» Document extract
───

It has all been so abrupt. “Self-quarantine” wasn’t even a phrase three weeks ago, and now April rent is due. Tenants in a strong cash position, but closed for business due to COVID-19, are mulling their options. Tenants closed and fighting for survival fear triggering default clauses. Owners with debt have lender relationships to navigate. And even the tenants who are allowed to operate are scared about the upcoming months.
As the old saying goes, “There are no atheists in a foxhole.” Similarly, there are no ethicists in the midst of a frightening pandemic. Tenants, owners and lenders are of different sizes, capital structures and overall health. Remaining lease term, lease language and the broad mix of property types across retail add to the complexity in these inherently adversarial negotiations as we confront a true worst-case scenario that makes the 2008 recession look mild by comparison.
Both owners and retailers need to be proactive and establish where they stand.

───

» Supplied entries
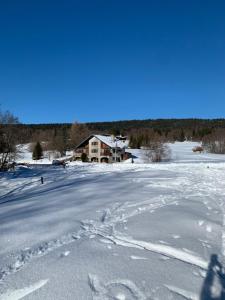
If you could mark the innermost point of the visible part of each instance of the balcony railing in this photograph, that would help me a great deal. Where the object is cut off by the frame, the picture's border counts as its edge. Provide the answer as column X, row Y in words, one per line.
column 106, row 152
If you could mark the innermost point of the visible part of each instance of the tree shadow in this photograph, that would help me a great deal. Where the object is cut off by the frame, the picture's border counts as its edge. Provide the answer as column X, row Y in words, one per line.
column 214, row 284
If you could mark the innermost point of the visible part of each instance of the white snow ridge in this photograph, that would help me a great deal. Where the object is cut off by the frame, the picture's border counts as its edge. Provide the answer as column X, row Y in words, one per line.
column 115, row 231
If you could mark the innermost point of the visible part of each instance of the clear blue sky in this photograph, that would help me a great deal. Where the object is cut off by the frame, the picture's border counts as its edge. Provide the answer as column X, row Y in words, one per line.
column 93, row 60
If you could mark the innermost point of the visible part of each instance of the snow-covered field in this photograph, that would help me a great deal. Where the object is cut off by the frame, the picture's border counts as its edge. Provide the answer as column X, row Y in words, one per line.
column 120, row 231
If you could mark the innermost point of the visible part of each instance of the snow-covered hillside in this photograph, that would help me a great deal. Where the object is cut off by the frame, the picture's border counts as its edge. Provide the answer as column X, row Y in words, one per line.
column 120, row 231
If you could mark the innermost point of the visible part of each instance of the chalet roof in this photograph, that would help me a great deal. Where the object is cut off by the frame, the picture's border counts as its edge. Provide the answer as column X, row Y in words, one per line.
column 108, row 140
column 112, row 142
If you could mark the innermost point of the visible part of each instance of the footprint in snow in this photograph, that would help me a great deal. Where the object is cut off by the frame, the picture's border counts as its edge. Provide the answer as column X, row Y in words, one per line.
column 176, row 236
column 64, row 254
column 208, row 228
column 200, row 222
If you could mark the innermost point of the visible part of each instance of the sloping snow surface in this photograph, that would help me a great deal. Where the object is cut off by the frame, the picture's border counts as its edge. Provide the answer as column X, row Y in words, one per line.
column 119, row 231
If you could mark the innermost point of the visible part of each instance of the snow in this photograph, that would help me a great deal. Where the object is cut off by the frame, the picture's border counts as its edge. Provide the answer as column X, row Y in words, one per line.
column 115, row 231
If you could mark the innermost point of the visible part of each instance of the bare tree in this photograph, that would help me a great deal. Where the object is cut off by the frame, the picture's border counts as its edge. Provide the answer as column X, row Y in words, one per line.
column 7, row 138
column 78, row 133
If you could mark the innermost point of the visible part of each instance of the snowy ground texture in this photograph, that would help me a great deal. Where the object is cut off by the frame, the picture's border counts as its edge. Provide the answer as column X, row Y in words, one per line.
column 121, row 231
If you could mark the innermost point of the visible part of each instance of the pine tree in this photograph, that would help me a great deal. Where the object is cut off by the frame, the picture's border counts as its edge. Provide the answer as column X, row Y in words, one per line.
column 37, row 152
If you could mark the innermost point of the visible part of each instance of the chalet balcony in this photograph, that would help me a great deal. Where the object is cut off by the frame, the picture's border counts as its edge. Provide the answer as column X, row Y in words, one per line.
column 80, row 151
column 105, row 152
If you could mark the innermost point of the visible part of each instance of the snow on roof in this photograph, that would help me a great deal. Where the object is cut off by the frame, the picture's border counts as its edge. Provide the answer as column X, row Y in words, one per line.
column 112, row 141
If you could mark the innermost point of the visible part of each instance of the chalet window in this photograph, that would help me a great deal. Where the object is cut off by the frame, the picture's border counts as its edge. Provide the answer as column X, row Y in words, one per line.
column 94, row 150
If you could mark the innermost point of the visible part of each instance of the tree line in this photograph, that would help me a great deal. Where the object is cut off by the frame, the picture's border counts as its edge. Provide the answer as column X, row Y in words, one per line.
column 141, row 133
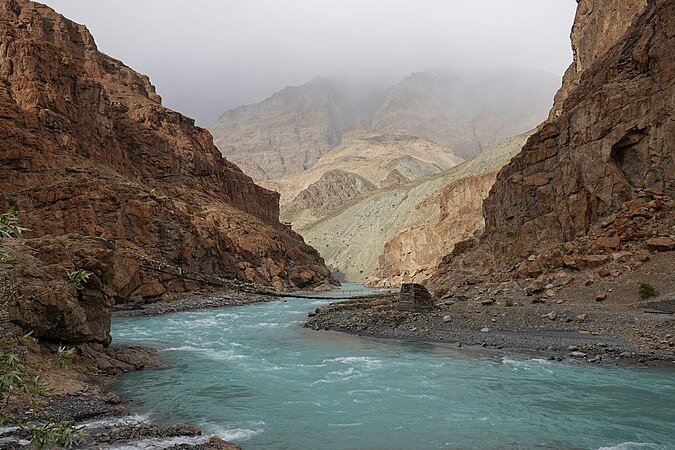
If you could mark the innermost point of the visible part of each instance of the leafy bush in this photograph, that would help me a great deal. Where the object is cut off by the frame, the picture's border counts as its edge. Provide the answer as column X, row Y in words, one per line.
column 65, row 356
column 15, row 383
column 78, row 278
column 9, row 227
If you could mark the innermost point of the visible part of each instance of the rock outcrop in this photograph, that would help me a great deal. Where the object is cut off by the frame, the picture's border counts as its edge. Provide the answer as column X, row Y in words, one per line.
column 353, row 240
column 289, row 131
column 613, row 135
column 88, row 150
column 595, row 182
column 466, row 113
column 379, row 160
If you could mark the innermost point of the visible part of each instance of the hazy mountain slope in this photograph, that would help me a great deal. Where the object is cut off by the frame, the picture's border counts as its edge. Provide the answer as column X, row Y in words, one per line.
column 467, row 112
column 601, row 168
column 352, row 239
column 287, row 132
column 380, row 159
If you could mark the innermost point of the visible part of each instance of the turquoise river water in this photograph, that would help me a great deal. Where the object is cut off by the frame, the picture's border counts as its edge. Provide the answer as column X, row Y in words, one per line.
column 254, row 375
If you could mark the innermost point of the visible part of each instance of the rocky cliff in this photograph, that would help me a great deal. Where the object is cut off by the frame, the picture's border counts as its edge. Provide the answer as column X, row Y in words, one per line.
column 288, row 132
column 466, row 113
column 457, row 211
column 612, row 136
column 597, row 176
column 88, row 150
column 354, row 239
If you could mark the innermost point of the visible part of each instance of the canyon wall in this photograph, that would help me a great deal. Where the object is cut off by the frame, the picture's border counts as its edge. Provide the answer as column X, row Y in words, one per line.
column 612, row 136
column 88, row 151
column 603, row 163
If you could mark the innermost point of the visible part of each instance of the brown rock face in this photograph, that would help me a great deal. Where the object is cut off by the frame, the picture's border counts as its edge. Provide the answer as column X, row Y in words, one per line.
column 414, row 254
column 612, row 135
column 87, row 149
column 42, row 300
column 286, row 133
column 335, row 188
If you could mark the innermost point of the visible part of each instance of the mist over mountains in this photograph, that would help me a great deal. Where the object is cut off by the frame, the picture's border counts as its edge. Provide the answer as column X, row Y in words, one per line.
column 463, row 111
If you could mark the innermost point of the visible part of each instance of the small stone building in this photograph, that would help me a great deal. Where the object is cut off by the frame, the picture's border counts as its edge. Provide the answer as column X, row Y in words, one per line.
column 415, row 298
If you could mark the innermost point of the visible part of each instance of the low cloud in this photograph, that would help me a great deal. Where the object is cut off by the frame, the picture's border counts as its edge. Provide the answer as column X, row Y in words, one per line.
column 207, row 56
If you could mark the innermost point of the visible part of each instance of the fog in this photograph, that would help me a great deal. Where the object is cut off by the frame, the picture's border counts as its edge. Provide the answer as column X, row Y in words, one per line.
column 207, row 56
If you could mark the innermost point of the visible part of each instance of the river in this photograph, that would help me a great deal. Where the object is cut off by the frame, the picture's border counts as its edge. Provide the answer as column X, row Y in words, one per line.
column 254, row 375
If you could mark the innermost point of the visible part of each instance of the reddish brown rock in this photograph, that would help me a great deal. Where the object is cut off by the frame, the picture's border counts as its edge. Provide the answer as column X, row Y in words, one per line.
column 605, row 243
column 89, row 150
column 610, row 137
column 606, row 151
column 661, row 244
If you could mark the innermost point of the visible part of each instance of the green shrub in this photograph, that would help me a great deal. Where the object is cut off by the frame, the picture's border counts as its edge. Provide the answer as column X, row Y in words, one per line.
column 15, row 382
column 646, row 290
column 9, row 227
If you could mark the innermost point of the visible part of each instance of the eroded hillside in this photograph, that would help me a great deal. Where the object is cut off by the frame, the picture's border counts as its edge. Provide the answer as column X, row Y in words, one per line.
column 111, row 182
column 377, row 231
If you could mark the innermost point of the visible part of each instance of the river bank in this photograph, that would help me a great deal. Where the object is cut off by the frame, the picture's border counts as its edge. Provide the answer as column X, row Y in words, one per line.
column 80, row 392
column 562, row 331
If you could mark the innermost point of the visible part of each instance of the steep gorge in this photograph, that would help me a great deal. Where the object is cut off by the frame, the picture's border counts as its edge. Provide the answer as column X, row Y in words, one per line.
column 605, row 152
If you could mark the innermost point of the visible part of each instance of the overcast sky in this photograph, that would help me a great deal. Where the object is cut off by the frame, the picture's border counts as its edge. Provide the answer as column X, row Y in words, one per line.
column 207, row 56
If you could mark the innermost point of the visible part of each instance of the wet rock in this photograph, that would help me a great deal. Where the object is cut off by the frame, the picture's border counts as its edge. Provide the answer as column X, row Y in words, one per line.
column 181, row 429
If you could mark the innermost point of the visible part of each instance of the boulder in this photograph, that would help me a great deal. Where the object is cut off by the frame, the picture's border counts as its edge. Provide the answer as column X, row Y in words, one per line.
column 415, row 297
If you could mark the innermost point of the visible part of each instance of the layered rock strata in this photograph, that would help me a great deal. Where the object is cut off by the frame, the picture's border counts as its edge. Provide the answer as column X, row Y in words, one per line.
column 612, row 137
column 88, row 150
column 362, row 238
column 601, row 169
column 289, row 132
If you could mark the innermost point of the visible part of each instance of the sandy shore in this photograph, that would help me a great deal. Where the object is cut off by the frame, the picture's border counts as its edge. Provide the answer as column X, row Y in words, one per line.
column 558, row 332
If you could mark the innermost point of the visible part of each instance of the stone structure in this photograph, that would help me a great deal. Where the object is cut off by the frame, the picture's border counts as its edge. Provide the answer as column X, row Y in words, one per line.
column 414, row 298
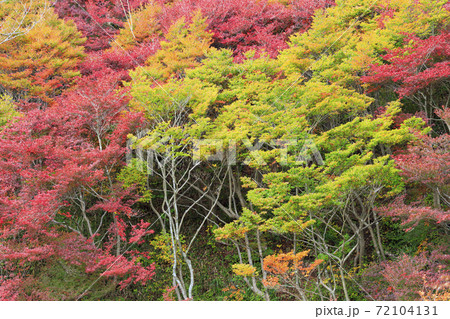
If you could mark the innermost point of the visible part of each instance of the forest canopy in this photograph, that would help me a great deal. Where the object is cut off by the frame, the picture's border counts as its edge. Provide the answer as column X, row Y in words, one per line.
column 224, row 150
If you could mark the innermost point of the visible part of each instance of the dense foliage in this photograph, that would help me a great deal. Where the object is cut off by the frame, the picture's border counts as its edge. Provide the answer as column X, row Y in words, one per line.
column 224, row 150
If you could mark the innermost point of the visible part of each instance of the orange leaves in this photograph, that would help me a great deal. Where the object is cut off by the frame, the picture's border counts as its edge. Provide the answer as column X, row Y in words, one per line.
column 283, row 267
column 244, row 270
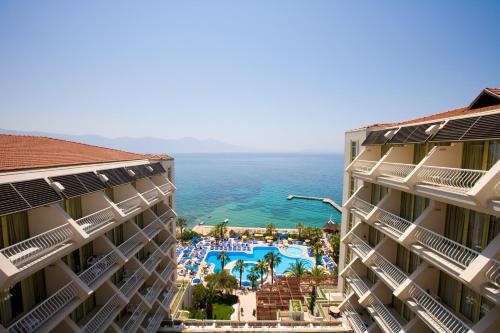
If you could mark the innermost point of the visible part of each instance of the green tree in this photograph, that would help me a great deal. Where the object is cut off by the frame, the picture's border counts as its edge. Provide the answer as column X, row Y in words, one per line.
column 261, row 267
column 223, row 257
column 240, row 267
column 273, row 259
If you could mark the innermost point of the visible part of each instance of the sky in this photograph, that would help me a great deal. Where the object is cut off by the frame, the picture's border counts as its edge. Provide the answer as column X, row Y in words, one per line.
column 280, row 76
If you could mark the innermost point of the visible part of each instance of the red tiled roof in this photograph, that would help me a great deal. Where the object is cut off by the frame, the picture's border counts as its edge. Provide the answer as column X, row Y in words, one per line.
column 32, row 152
column 443, row 115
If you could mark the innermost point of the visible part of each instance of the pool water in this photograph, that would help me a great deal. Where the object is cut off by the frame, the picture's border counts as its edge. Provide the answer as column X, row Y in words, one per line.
column 258, row 253
column 294, row 251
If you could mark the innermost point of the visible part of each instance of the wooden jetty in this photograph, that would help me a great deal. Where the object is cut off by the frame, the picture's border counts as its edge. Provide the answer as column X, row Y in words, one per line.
column 325, row 200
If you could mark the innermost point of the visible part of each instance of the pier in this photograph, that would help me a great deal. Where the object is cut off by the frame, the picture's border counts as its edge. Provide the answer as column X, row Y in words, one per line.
column 325, row 200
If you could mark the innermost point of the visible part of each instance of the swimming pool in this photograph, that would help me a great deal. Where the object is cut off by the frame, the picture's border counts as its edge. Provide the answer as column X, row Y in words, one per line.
column 258, row 253
column 294, row 251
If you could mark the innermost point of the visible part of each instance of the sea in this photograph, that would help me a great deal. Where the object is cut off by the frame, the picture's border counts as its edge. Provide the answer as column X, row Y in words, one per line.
column 252, row 189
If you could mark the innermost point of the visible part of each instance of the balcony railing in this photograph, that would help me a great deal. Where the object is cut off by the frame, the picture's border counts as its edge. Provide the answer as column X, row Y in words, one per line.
column 132, row 282
column 153, row 260
column 354, row 319
column 128, row 247
column 105, row 313
column 363, row 166
column 438, row 313
column 45, row 310
column 362, row 206
column 395, row 170
column 397, row 224
column 95, row 220
column 128, row 205
column 152, row 228
column 150, row 195
column 451, row 179
column 35, row 247
column 357, row 283
column 493, row 273
column 451, row 250
column 94, row 272
column 135, row 319
column 385, row 315
column 153, row 291
column 155, row 321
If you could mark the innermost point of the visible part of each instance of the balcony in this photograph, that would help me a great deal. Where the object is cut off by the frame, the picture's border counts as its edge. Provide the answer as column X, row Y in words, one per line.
column 105, row 314
column 383, row 316
column 34, row 248
column 354, row 319
column 130, row 245
column 132, row 283
column 151, row 195
column 97, row 270
column 154, row 321
column 436, row 315
column 96, row 220
column 129, row 205
column 449, row 179
column 397, row 171
column 44, row 312
column 135, row 318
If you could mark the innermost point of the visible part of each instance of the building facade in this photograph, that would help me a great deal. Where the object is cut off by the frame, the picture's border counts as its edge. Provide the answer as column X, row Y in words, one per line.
column 87, row 237
column 421, row 220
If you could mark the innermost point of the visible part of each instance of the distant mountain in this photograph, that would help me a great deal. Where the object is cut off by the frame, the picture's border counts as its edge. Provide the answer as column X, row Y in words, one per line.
column 145, row 144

───

» Directions
1. In the commentary on retail rent during COVID-19, which payment is now due?
2. Rewrite everything from "It has all been" down to "the upcoming months." in the commentary on retail rent during COVID-19, switching "abrupt" to "sudden".

» Per-task outputs
1. April rent.

2.
It has all been so sudden. “Self-quarantine” wasn’t even a phrase three weeks ago, and now April rent is due. Tenants in a strong cash position, but closed for business due to COVID-19, are mulling their options. Tenants closed and fighting for survival fear triggering default clauses. Owners with debt have lender relationships to navigate. And even the tenants who are allowed to operate are scared about the upcoming months.